[Übungsaufgaben]
1. Prüfen Sie, ob die folgenden Aussagen mit dem Text über die Dreigliederung übereinstimmen. Antworten Sie jeweils mit Ja oder Nein und zitieren Sie die entscheidenden Worte des Textes wörtlich.
(a) Die Dreigliederung des Seelenlebens wurde erstmals von Rudolf Steiner klar beschrieben.
(b) Zu den drei Seelenkräften gehören das Denken, das Fühlen und der Wille.
(c) Der Artikel will einen umfassenden Überblick über das Thema geben.
2. In wessen Literatur begegnet man laut dem Text über die Dreigliederung einer ähnlich klingenden Gliederung?
3. Führen Sie den Text über die Dreigliederung ab seinem letzten Satz weiter.

[Textausschnitt]
****************************************

Die Dreigliederung, eine ordnende Grundlage für die Yogapraxis und für das Leben

Im Yoga wird oft von Körper, Geist und Seele gesprochen und häufig hört man die Aussage, dass „Yoga Körper, Geist und Seele in Einklang bringen kann“. Schnell sind solche Aussagen gemacht, was aber bedeutet sie im Kern der Sache und wie sind diese Begriffe wirklich zu verstehen?

 

In der Literatur von Rudolf Steiner und von Heinz Grill begegnet man einer ähnlich klingenden Gliederung, die aber nicht wie ein Schlagwort bleibt, sondern in allen Details aus immer wieder neuen Blickrichtungen beleuchtet wird und eine erkenntnismäßige wie auch praktische Annäherung an die Begriffe ermöglicht. Dieser kurze Artikel soll einen kleinen Überblick darüber geben.

 

Die drei Seelenkräfte

 

Ausgegangen werden kann vorerst einmal von den sogenannten drei Seelenkräften oder Seeleneigenschaften, die sich unterscheiden lassen. Diese sind das Denken, das Fühlen und der Wille. Diese Dreigliederung des Seelenlebens wurde erstmals von Johannes Nikolaus Tetens (1736-1807) klar beschrieben.

****************************************

[Quellenauszug]
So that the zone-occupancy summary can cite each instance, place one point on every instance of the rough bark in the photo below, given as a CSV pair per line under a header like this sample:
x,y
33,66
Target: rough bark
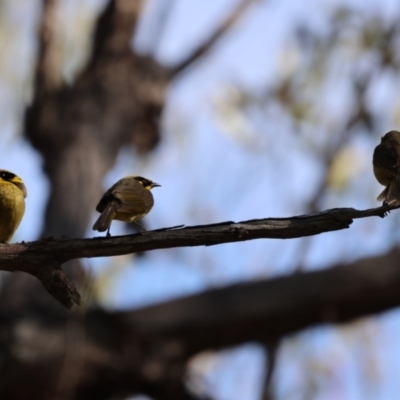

****************************************

[Lösungen]
1.
(a) Nein: „Diese Dreigliederung des Seelenlebens wurde erstmals von Johannes Nikolaus Tetens (1736-1807) klar beschrieben.“
(b) Ja: „Diese sind das Denken, das Fühlen und der Wille.“
(c) Nein: „Dieser kurze Artikel soll einen kleinen Überblick darüber geben.“

2. In der Literatur von Rudolf Steiner und von Heinz Grill.

3.
 

Rudolf Steiner ging ebenfalls von dieser Gliederung aus und suchte nach dem Zusammenhang von Seelischem zur körperlichen Struktur. Er fand heraus, dass sich Denken, Fühlen und Wille auf eine lokalisierbare körperliche Grundlage stützen. So beschreibt er als körperliche Basis für das Denken das Gehirn, das davon ausgehende Nervensystem und die Sinnesorgane. Dies entspricht dem Kopfbereich des Menschen. Das Fühlen erkennt er in der Brustregion und damit in den Organen Herz und Lunge. Für den Willen nennt er als körperliche Struktur das Stoffwechselsystem im Bauchraum. Somit spricht er von drei Gliedern: 

  • dem Nerven-Sinnes-System (Kopf)
  • dem rhythmischen System (Brust) und 
  • dem Stoffwechsel-Gliedmaßen-System (Bauch, Beine)

Er spricht davon, dass sich die obere und die untere Region wie polar gegenüberstehen. Der Brustraum hat dabei eine ständig zwischen Nerven-Sinnes-System und Stoffwechsel-Gliedmaßen-System ausgleichende Mittelstellung.

 

Rudolf Steiner betont, dass diese Gliederung nicht als fixiert anwendbares Schema gesehen werden solle. Die drei Bereiche seien unterschiedlich und eigenständig und dennoch ineinander verwoben.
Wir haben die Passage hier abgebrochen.